### 目標
引用文の「Miyukeyの気まぐれブログ」から始まり「忘れられない桜があります。」までの部分を、「忘れられない桜」を「心に残る桜」に置き換えて書き直してください。

Miyukeyの気まぐれブログ

愛媛県在住のアラフォー主婦です。本、洋画、訪れた場所などの感想を気まぐれに、かつ自由に綴りたいと思います☆笑顔の扉の”key"を見つけられる毎日になることを祈って♪現在は、仕事繁忙期のため月に2回の更新となっていますが、よろしくお願いいたします☆

忘れられない桜  

忘れられない桜があります。

それは、私が関東に移り住んで初めて行った靖国神社の桜。

もう5年も前のことです。

靖国神社の桜は約500本あるそうです。

東京管区気象台が指定した標本木もあります。

しかし、私が最も心に残っているのは献木札が幹にかけられた桜です。

 

「献木 昭和57年3月28日 海軍十三年桜 昭和十三年入団者有志」

 

 

境内では、至るところに、このような献木桜を見かけました。

 

左)「八重桜 昭和47年11月19日 陸軍少年飛行兵 第十五期生 生存者一同」

### 記載一覧
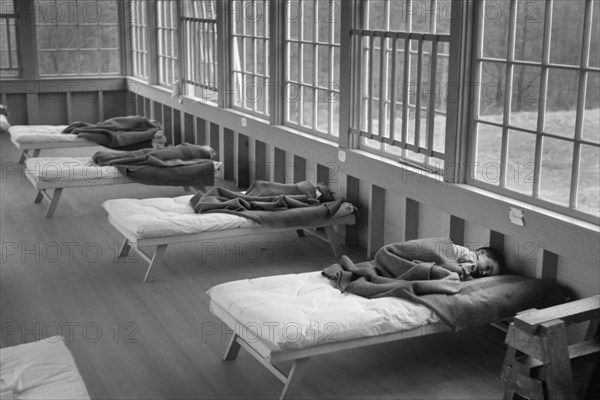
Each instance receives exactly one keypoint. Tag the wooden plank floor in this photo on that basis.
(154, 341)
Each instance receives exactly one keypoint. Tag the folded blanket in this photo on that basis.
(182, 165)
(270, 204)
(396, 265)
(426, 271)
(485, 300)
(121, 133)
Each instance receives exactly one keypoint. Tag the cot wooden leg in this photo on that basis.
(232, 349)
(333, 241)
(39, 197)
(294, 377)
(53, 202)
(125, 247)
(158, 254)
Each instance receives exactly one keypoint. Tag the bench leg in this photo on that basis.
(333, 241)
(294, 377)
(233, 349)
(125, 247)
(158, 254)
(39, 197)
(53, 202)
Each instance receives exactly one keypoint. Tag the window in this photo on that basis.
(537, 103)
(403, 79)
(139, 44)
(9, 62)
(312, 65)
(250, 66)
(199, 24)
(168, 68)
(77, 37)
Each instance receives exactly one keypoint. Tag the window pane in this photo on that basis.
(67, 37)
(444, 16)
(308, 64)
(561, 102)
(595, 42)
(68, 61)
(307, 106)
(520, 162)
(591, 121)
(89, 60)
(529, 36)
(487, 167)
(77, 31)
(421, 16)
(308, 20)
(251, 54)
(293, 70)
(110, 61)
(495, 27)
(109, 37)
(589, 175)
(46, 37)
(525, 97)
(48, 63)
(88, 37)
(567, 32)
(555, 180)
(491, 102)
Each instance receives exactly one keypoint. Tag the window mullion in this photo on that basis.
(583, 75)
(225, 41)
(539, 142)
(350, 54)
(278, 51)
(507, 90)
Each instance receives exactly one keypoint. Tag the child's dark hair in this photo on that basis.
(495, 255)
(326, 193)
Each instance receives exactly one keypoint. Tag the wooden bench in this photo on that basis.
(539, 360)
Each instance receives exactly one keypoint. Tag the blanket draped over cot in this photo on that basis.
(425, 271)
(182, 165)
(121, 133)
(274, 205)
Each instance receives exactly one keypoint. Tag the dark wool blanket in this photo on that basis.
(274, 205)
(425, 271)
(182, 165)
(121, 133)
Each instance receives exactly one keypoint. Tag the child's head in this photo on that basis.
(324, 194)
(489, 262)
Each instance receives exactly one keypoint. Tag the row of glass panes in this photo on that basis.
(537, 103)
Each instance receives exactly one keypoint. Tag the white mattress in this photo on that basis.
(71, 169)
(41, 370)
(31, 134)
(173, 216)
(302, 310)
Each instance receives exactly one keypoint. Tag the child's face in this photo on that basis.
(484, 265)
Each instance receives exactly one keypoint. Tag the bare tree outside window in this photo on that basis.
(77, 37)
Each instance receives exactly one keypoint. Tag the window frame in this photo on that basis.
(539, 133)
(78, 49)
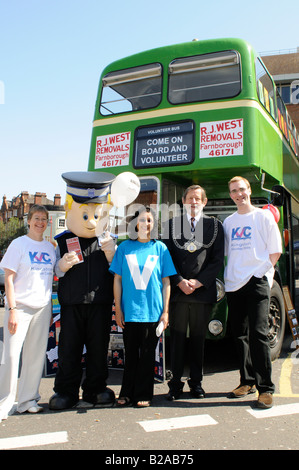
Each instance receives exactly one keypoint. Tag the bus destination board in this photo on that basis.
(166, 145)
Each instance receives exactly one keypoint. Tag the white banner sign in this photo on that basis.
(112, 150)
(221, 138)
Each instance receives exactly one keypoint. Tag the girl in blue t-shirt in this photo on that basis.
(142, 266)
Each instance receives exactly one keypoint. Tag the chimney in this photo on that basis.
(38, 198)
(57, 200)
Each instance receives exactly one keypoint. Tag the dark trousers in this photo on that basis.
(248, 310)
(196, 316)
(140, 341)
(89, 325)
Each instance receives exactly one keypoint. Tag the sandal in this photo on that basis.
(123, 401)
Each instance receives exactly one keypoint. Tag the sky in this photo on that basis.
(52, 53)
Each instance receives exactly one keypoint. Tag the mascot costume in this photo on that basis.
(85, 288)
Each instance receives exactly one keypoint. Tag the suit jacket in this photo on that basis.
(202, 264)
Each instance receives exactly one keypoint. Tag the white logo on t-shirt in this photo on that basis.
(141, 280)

### 最終回答
Miyukeyの気まぐれブログ

愛媛県在住のアラフォー主婦です。本、洋画、訪れた場所などの感想を気まぐれに、かつ自由に綴りたいと思います☆笑顔の扉の”key"を見つけられる毎日になることを祈って♪現在は、仕事繁忙期のため月に2回の更新となっていますが、よろしくお願いいたします☆

心に残る桜  

心に残る桜があります。